>> START DATA EXTRACT

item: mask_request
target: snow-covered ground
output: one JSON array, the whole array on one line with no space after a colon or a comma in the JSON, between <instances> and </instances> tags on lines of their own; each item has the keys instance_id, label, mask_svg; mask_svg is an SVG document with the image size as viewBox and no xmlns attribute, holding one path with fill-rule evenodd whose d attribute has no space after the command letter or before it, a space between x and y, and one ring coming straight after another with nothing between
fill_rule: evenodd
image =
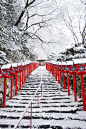
<instances>
[{"instance_id":1,"label":"snow-covered ground","mask_svg":"<svg viewBox=\"0 0 86 129\"><path fill-rule=\"evenodd\" d=\"M82 101L74 102L72 92L67 96L67 89L61 88L44 66L31 73L22 90L6 102L6 108L0 108L1 129L14 128L38 87L39 108L36 94L32 102L32 129L86 129L86 112L83 111ZM30 111L29 105L18 128L30 128Z\"/></svg>"}]
</instances>

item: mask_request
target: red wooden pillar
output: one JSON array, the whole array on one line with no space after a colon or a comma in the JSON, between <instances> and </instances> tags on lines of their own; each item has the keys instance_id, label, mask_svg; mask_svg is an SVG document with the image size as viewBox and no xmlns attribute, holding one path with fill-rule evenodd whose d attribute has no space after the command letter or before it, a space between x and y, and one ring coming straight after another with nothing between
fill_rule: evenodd
<instances>
[{"instance_id":1,"label":"red wooden pillar","mask_svg":"<svg viewBox=\"0 0 86 129\"><path fill-rule=\"evenodd\" d=\"M31 102L31 115L30 115L30 129L32 128L32 102Z\"/></svg>"},{"instance_id":2,"label":"red wooden pillar","mask_svg":"<svg viewBox=\"0 0 86 129\"><path fill-rule=\"evenodd\" d=\"M66 89L65 88L65 73L64 73L64 71L63 71L63 82L64 82L64 89Z\"/></svg>"},{"instance_id":3,"label":"red wooden pillar","mask_svg":"<svg viewBox=\"0 0 86 129\"><path fill-rule=\"evenodd\" d=\"M16 73L16 83L15 83L15 95L17 94L17 73Z\"/></svg>"},{"instance_id":4,"label":"red wooden pillar","mask_svg":"<svg viewBox=\"0 0 86 129\"><path fill-rule=\"evenodd\" d=\"M3 92L3 108L5 108L5 104L6 104L6 82L7 82L7 78L6 76L4 77L4 92Z\"/></svg>"},{"instance_id":5,"label":"red wooden pillar","mask_svg":"<svg viewBox=\"0 0 86 129\"><path fill-rule=\"evenodd\" d=\"M61 76L61 69L60 69L60 85L62 87L62 76Z\"/></svg>"},{"instance_id":6,"label":"red wooden pillar","mask_svg":"<svg viewBox=\"0 0 86 129\"><path fill-rule=\"evenodd\" d=\"M69 73L68 72L67 72L67 86L68 86L68 95L70 96Z\"/></svg>"},{"instance_id":7,"label":"red wooden pillar","mask_svg":"<svg viewBox=\"0 0 86 129\"><path fill-rule=\"evenodd\" d=\"M22 70L22 85L23 85L24 71Z\"/></svg>"},{"instance_id":8,"label":"red wooden pillar","mask_svg":"<svg viewBox=\"0 0 86 129\"><path fill-rule=\"evenodd\" d=\"M11 75L11 91L10 91L10 99L12 99L12 93L13 93L13 74Z\"/></svg>"},{"instance_id":9,"label":"red wooden pillar","mask_svg":"<svg viewBox=\"0 0 86 129\"><path fill-rule=\"evenodd\" d=\"M81 87L82 87L83 109L84 109L84 111L86 111L86 102L85 102L85 90L84 90L83 74L81 74Z\"/></svg>"},{"instance_id":10,"label":"red wooden pillar","mask_svg":"<svg viewBox=\"0 0 86 129\"><path fill-rule=\"evenodd\" d=\"M59 80L59 69L58 69L58 83L60 83L60 80Z\"/></svg>"},{"instance_id":11,"label":"red wooden pillar","mask_svg":"<svg viewBox=\"0 0 86 129\"><path fill-rule=\"evenodd\" d=\"M21 72L20 72L20 88L19 90L21 90Z\"/></svg>"},{"instance_id":12,"label":"red wooden pillar","mask_svg":"<svg viewBox=\"0 0 86 129\"><path fill-rule=\"evenodd\" d=\"M73 74L73 85L74 85L74 97L75 102L77 101L77 95L76 95L76 81L75 81L75 74Z\"/></svg>"},{"instance_id":13,"label":"red wooden pillar","mask_svg":"<svg viewBox=\"0 0 86 129\"><path fill-rule=\"evenodd\" d=\"M41 84L41 96L42 96L42 84Z\"/></svg>"}]
</instances>

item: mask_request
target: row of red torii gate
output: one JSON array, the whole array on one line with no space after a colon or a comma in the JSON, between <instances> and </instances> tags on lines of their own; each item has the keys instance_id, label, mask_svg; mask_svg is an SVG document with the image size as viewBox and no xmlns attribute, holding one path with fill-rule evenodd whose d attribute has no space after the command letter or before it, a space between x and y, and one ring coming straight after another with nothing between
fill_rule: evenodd
<instances>
[{"instance_id":1,"label":"row of red torii gate","mask_svg":"<svg viewBox=\"0 0 86 129\"><path fill-rule=\"evenodd\" d=\"M86 59L74 59L73 61L51 63L46 62L46 69L52 73L56 81L65 87L65 74L67 76L68 96L70 96L69 74L73 75L74 98L77 101L75 75L81 78L81 90L83 100L83 110L86 111L86 86L84 86L83 75L86 75Z\"/></svg>"},{"instance_id":2,"label":"row of red torii gate","mask_svg":"<svg viewBox=\"0 0 86 129\"><path fill-rule=\"evenodd\" d=\"M67 89L68 96L70 95L70 85L69 85L69 74L73 75L73 86L74 86L74 98L75 102L77 101L77 92L76 92L76 81L75 75L79 75L81 77L81 89L82 89L82 99L83 99L83 110L86 111L86 89L84 86L83 75L86 74L86 59L75 59L73 61L67 62L46 62L46 69L52 73L56 81L61 85L63 84L64 89L65 86L65 75L67 76ZM23 85L36 68L38 68L38 62L24 62L22 65L19 63L7 64L0 68L0 78L4 78L4 89L3 89L3 108L6 105L6 89L7 89L7 78L11 79L10 85L10 99L13 96L13 76L15 75L15 95L17 95L18 90L18 74L19 76L19 90L21 90L21 85Z\"/></svg>"}]
</instances>

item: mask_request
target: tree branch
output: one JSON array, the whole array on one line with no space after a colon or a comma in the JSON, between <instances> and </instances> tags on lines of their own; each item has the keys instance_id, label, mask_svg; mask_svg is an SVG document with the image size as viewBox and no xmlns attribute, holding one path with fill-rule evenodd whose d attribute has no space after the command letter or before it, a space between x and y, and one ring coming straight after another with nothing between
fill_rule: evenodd
<instances>
[{"instance_id":1,"label":"tree branch","mask_svg":"<svg viewBox=\"0 0 86 129\"><path fill-rule=\"evenodd\" d=\"M17 20L16 23L15 23L15 26L17 26L17 25L19 24L19 22L21 21L21 18L23 17L23 15L24 15L25 10L27 9L27 7L29 7L29 6L30 6L31 4L33 4L35 1L36 1L36 0L33 0L32 2L30 2L30 3L28 4L28 0L27 0L27 3L26 3L26 5L25 5L25 8L22 10L22 12L21 12L21 14L20 14L18 20Z\"/></svg>"}]
</instances>

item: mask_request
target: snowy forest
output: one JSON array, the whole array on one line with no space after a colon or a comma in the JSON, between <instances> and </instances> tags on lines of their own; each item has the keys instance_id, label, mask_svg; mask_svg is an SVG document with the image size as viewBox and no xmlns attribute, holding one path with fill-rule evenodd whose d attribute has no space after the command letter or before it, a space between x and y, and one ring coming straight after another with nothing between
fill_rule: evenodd
<instances>
[{"instance_id":1,"label":"snowy forest","mask_svg":"<svg viewBox=\"0 0 86 129\"><path fill-rule=\"evenodd\" d=\"M0 0L0 65L86 57L85 21L85 0Z\"/></svg>"}]
</instances>

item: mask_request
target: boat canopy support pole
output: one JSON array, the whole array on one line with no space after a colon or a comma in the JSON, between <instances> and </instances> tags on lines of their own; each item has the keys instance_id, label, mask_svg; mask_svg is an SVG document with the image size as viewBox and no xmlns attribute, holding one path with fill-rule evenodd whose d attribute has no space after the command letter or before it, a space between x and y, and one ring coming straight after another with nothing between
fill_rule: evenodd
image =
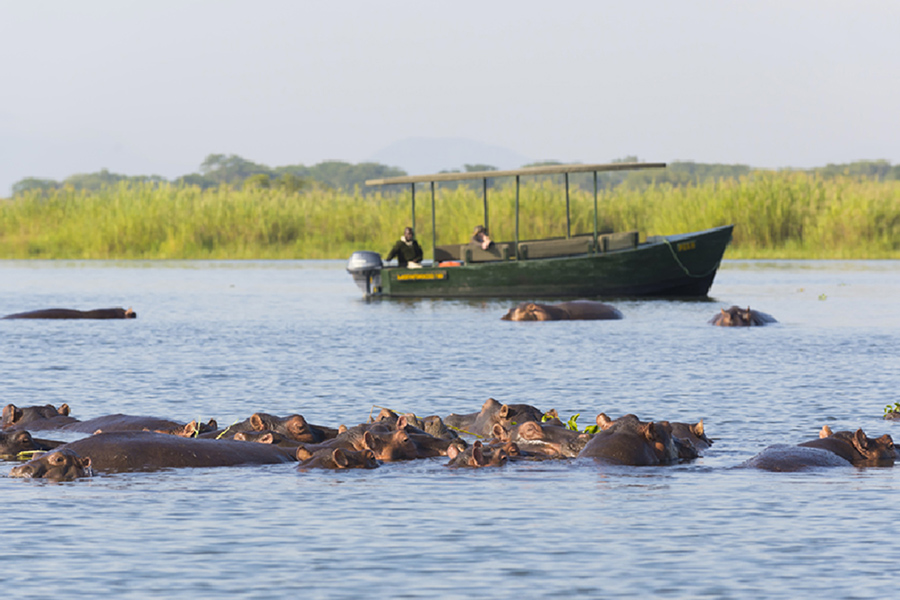
<instances>
[{"instance_id":1,"label":"boat canopy support pole","mask_svg":"<svg viewBox=\"0 0 900 600\"><path fill-rule=\"evenodd\" d=\"M434 184L431 184L431 185L434 185ZM412 227L413 232L415 232L416 231L416 184L411 183L411 184L409 184L409 187L412 190L412 195L413 195L413 201L412 201L413 218L412 218L412 225L410 225L410 227Z\"/></svg>"},{"instance_id":2,"label":"boat canopy support pole","mask_svg":"<svg viewBox=\"0 0 900 600\"><path fill-rule=\"evenodd\" d=\"M516 175L516 260L519 259L519 176Z\"/></svg>"},{"instance_id":3,"label":"boat canopy support pole","mask_svg":"<svg viewBox=\"0 0 900 600\"><path fill-rule=\"evenodd\" d=\"M434 228L434 182L431 182L431 264L437 265L437 229Z\"/></svg>"},{"instance_id":4,"label":"boat canopy support pole","mask_svg":"<svg viewBox=\"0 0 900 600\"><path fill-rule=\"evenodd\" d=\"M490 222L488 220L488 212L487 212L487 177L481 180L484 183L484 228L488 233L491 231Z\"/></svg>"},{"instance_id":5,"label":"boat canopy support pole","mask_svg":"<svg viewBox=\"0 0 900 600\"><path fill-rule=\"evenodd\" d=\"M594 252L597 250L597 171L594 171Z\"/></svg>"}]
</instances>

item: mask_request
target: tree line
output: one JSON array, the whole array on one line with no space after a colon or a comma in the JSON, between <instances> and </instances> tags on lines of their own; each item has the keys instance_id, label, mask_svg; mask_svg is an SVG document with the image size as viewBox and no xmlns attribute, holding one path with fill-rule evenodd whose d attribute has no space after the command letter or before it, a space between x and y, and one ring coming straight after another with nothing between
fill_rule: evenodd
<instances>
[{"instance_id":1,"label":"tree line","mask_svg":"<svg viewBox=\"0 0 900 600\"><path fill-rule=\"evenodd\" d=\"M636 156L626 156L612 162L639 162ZM554 161L545 161L524 165L524 167L562 164ZM496 167L486 164L466 164L462 169L441 171L474 172L494 171ZM749 176L757 169L748 165L699 163L693 161L675 161L668 164L664 170L641 171L611 171L598 173L597 187L601 190L610 190L619 186L634 189L645 189L653 184L669 184L674 187L699 185L708 181L735 180ZM831 179L834 177L852 177L873 179L877 181L900 180L900 165L891 165L887 160L864 160L844 164L828 164L814 169L794 169L794 171L815 174L819 177ZM199 171L167 180L159 175L121 175L110 173L107 169L101 169L96 173L84 173L71 175L62 181L53 179L41 179L26 177L13 185L13 195L17 196L26 192L49 192L52 190L72 188L75 190L98 191L108 186L120 183L134 184L174 184L178 186L196 186L201 189L215 188L222 185L235 188L273 188L287 192L301 192L312 188L335 189L343 192L359 190L367 193L365 182L367 179L380 179L385 177L399 177L407 175L406 171L397 167L390 167L373 162L352 164L343 161L325 161L313 166L287 165L282 167L268 167L263 164L246 160L235 154L210 154L201 163ZM555 176L558 182L563 181L563 176ZM466 181L457 184L441 184L456 186L480 187L480 181ZM494 180L488 180L489 187L495 185ZM593 175L590 173L575 173L569 177L569 185L591 190L594 187Z\"/></svg>"}]
</instances>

>> END DATA EXTRACT

» **WHAT IS REQUIRED**: State how many lines in the material above contain the string "target". Reply with the number alone.

» **SOLUTION BELOW**: 7